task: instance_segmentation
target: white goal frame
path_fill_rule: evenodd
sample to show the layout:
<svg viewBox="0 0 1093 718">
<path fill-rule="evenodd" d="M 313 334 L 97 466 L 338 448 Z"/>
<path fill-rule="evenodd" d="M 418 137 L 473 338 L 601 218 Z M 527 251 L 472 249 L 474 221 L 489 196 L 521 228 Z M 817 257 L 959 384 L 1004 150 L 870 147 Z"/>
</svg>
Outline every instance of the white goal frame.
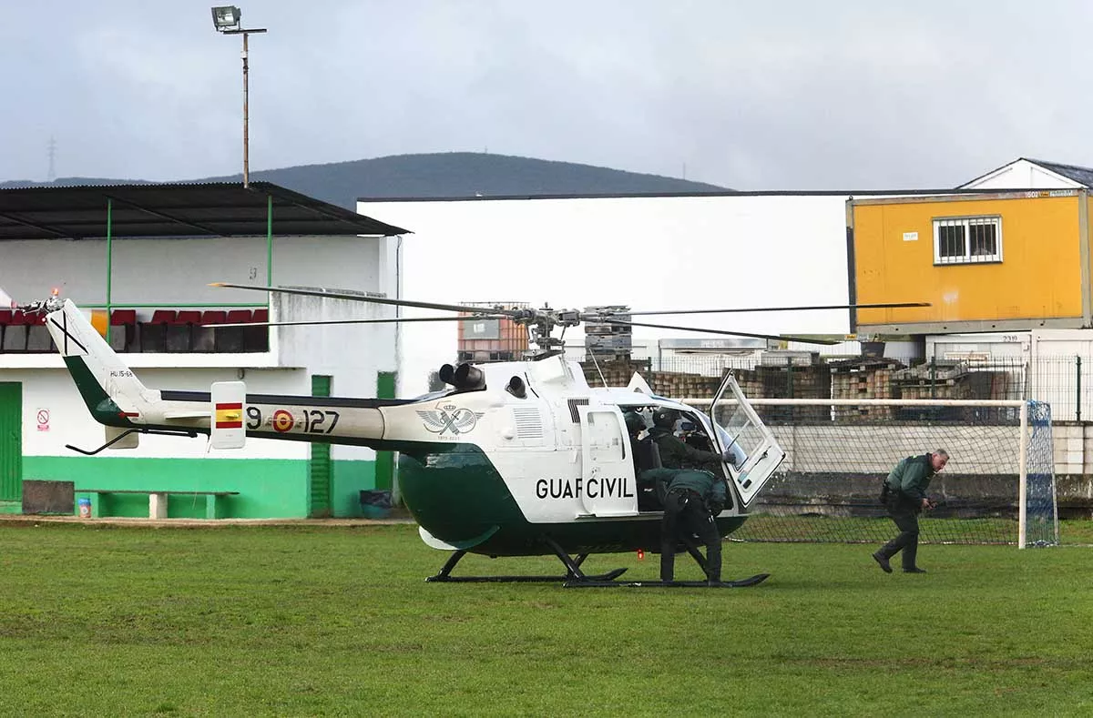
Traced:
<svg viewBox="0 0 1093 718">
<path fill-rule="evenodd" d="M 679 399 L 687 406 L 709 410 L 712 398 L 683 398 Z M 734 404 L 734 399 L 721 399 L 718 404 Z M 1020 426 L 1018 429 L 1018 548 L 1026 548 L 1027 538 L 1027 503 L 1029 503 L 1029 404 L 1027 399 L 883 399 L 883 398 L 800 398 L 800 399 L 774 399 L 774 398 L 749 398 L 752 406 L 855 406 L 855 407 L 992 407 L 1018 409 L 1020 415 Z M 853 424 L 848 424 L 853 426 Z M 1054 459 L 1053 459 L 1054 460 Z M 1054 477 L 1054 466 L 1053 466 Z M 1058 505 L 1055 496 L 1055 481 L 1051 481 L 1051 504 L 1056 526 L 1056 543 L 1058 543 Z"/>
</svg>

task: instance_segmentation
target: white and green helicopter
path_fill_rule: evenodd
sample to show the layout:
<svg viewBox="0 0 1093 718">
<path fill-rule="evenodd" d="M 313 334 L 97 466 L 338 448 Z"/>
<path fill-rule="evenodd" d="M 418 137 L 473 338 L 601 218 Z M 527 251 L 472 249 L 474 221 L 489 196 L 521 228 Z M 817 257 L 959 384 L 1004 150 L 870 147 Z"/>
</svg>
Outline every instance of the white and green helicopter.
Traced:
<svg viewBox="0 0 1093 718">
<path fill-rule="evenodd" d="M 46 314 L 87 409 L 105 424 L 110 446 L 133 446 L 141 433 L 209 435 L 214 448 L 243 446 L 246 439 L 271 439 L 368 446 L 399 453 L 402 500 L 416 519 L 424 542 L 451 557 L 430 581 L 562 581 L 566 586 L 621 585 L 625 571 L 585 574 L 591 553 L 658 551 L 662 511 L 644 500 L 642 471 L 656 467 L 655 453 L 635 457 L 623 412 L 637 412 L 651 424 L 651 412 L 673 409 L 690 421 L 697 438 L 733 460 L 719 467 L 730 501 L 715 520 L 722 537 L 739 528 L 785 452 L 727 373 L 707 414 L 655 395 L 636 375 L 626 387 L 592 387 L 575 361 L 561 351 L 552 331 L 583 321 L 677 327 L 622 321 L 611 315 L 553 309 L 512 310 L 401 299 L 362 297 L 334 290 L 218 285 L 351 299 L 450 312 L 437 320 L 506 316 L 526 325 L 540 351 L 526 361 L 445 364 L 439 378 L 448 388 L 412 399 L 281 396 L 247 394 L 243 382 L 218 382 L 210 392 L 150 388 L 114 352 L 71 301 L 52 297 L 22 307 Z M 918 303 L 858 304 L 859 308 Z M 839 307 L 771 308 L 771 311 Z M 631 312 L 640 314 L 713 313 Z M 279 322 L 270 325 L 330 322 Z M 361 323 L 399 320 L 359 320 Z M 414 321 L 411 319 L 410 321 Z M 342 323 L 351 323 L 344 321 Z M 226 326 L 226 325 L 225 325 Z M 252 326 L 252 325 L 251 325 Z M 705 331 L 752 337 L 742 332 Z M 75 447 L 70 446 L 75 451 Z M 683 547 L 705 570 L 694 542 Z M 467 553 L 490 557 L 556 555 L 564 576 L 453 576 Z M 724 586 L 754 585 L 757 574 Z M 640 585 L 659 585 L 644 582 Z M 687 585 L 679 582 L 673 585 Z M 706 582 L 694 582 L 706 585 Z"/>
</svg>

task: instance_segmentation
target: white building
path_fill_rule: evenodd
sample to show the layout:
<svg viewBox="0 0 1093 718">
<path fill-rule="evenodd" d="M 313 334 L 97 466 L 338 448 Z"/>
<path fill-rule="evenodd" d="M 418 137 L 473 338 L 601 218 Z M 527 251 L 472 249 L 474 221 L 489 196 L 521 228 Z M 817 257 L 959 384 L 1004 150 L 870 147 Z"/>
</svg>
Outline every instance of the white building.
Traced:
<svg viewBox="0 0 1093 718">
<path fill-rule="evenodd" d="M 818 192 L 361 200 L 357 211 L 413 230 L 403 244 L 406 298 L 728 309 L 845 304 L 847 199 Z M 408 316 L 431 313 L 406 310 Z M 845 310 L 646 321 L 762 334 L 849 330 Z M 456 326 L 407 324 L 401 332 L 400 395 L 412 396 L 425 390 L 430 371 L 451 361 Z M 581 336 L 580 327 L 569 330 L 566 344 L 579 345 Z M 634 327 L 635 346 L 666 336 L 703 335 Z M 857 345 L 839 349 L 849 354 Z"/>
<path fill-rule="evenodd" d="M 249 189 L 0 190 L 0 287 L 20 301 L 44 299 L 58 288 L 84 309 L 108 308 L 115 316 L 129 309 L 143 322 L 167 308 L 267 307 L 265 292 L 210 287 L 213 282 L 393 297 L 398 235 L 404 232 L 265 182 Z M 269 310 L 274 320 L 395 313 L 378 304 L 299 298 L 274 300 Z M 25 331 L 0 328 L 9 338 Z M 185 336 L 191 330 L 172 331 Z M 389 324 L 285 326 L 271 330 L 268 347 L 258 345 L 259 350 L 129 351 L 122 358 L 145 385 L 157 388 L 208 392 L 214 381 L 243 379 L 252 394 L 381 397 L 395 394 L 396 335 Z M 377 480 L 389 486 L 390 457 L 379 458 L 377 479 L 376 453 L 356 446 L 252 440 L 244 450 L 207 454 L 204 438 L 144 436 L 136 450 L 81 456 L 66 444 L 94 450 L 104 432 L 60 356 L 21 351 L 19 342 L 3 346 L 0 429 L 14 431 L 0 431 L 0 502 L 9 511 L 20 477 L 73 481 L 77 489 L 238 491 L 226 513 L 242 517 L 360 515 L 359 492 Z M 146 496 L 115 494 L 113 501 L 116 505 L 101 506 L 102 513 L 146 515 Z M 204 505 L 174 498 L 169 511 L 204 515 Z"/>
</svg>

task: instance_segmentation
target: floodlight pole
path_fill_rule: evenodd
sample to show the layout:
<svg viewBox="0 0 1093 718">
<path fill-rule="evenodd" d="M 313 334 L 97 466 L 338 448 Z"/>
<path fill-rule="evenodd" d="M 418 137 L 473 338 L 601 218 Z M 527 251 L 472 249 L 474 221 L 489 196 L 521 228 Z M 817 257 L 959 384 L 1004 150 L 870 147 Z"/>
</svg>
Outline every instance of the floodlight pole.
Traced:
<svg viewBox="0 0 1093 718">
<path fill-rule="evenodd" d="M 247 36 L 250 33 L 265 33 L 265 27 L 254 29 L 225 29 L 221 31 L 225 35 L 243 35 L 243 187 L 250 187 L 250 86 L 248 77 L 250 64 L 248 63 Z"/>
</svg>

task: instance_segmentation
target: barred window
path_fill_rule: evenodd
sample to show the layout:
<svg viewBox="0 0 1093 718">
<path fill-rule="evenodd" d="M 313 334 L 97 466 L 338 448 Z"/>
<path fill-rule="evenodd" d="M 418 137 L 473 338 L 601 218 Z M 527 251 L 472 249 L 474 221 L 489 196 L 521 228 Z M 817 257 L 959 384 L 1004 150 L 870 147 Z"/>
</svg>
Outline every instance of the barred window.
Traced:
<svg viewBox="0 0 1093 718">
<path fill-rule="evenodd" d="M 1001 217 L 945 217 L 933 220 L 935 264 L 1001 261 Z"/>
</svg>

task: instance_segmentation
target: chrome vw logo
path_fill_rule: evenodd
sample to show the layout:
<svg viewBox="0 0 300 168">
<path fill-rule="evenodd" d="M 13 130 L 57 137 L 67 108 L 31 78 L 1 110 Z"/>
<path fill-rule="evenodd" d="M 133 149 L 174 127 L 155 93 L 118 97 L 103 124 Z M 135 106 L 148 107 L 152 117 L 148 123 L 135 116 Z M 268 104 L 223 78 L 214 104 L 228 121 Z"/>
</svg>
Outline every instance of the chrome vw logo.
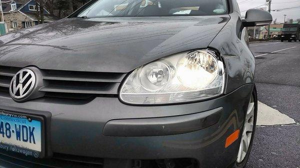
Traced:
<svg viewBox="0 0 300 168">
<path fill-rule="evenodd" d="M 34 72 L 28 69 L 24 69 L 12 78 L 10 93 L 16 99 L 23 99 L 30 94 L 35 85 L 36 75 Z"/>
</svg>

::::::

- WRITTEN PROBLEM
How many lines above contain the string "chrome", matching case exactly? Reply with the number alone.

- RESPONSE TO THIS EXERCISE
2